=== Required action A ===
In the post on player-character deaths, what does TPK stand for?
=== Required action B ===
Copy out, word for word, the passage of the post on player-character deaths starting at "2) Someone made" and ending at "couldn’t be resurrected.".

What’s the exact issue? My common PC fatalities fall into a couple of broad categories:
1) They stayed and fought when they were supposed to run. The encounter was planned to be overwhelming and they failed to notice, these situations are usually a TPK (total party kill). In particularly reckless or oblivious groups I’ll give all of them a “Common Sense” advantage, in AO I’d make them pay 20 CDP for it actually. This advantage means they all have a little voice that goes “Dude, that’s a dragon and we have three full magazines between us and the wielder is half dead. Time to run.”
2) Someone made a bad tactical choice. Usually a difficult encounter playing to one or two PCs strengths, for example a ranged combat with lots of cover. The melee specialist is supposed to stay in cover so the gun bunny can have a chance to shine. Melee specialist breaks cover and gets cut down, I usually handle this by explaining the tactical blunder after the fight and let them re-roll if they couldn’t be resurrected.

=== Data for analysis ===
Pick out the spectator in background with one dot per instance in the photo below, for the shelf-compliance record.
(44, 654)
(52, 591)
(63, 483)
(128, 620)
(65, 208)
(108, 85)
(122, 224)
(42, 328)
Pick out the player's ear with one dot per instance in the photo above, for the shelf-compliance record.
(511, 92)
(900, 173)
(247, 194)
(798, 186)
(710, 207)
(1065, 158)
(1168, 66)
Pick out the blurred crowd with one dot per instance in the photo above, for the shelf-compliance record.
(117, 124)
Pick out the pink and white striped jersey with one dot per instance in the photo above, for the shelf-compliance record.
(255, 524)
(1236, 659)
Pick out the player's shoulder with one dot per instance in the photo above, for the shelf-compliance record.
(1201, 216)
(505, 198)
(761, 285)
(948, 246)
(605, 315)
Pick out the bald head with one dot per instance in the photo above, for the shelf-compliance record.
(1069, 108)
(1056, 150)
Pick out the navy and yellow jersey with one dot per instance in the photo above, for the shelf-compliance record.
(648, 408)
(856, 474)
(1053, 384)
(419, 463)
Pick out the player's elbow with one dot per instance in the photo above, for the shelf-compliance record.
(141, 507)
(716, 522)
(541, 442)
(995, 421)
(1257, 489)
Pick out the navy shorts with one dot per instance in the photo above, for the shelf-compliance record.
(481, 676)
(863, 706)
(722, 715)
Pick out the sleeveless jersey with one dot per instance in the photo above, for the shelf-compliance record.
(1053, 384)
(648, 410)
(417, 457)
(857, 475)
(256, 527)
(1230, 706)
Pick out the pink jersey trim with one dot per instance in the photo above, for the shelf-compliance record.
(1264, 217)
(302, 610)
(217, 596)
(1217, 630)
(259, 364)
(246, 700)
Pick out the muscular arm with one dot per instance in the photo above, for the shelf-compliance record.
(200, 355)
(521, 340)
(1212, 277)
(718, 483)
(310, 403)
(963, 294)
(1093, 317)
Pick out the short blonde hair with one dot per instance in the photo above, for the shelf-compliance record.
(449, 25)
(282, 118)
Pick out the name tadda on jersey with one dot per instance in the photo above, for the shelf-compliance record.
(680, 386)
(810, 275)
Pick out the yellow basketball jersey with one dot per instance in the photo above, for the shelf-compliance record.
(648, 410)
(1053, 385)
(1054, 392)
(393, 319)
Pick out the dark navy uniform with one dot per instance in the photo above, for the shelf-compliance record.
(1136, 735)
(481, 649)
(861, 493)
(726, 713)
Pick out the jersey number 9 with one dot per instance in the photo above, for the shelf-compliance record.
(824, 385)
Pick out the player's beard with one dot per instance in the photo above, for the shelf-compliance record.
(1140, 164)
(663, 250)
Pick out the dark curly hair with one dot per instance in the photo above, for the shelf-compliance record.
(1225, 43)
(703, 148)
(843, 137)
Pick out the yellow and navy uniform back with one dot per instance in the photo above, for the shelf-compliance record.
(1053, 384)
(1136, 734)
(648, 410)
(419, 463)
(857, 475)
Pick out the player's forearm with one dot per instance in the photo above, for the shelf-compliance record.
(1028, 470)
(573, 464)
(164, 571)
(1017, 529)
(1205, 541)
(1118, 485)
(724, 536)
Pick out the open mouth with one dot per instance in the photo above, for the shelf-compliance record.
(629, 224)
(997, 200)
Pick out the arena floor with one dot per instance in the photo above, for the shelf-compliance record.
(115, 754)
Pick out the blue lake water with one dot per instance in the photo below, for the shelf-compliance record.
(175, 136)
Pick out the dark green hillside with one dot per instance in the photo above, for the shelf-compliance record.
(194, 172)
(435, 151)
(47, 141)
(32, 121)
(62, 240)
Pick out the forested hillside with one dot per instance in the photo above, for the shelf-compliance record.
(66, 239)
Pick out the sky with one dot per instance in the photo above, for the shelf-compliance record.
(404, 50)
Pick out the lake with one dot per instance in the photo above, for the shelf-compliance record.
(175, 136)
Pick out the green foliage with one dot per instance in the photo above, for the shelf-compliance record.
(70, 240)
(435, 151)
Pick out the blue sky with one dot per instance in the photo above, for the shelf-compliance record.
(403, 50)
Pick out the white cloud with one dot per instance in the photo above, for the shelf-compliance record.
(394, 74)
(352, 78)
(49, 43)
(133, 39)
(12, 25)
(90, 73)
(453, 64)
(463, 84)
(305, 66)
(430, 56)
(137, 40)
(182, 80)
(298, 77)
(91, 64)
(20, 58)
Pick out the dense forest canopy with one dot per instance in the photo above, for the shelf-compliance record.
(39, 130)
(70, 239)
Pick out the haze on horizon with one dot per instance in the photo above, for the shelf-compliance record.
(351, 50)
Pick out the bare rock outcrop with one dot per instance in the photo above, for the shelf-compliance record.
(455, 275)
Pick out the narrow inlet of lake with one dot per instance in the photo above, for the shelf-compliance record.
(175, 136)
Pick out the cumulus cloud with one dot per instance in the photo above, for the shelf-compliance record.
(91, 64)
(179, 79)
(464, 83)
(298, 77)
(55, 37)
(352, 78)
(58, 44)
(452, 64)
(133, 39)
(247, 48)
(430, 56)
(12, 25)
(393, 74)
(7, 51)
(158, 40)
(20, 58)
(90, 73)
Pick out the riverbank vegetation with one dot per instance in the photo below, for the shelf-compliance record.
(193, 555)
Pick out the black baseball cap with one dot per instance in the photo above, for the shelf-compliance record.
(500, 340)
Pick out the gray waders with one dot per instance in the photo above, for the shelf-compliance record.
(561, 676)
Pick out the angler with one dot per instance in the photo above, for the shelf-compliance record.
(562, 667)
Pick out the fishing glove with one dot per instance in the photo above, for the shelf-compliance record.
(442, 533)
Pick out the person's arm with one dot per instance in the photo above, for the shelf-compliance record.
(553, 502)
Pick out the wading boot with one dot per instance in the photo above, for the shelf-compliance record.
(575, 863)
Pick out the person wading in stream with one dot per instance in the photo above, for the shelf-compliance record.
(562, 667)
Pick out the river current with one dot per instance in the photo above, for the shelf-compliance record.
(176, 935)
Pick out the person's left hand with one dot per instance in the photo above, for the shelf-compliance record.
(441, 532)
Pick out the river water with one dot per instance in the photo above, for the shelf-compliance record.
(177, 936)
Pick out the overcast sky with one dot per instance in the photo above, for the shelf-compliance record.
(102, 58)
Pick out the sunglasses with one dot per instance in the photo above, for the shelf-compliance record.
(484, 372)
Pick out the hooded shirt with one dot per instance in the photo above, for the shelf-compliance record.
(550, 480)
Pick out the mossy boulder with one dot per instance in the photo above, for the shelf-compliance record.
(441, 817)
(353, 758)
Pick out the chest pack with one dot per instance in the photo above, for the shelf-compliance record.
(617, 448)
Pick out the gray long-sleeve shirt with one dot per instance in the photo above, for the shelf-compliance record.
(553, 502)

=== Written solution A ===
Total party kill.

=== Written solution B ===
2) Someone made a bad tactical choice. Usually a difficult encounter playing to one or two PCs strengths, for example a ranged combat with lots of cover. The melee specialist is supposed to stay in cover so the gun bunny can have a chance to shine. Melee specialist breaks cover and gets cut down, I usually handle this by explaining the tactical blunder after the fight and let them re-roll if they couldn’t be resurrected.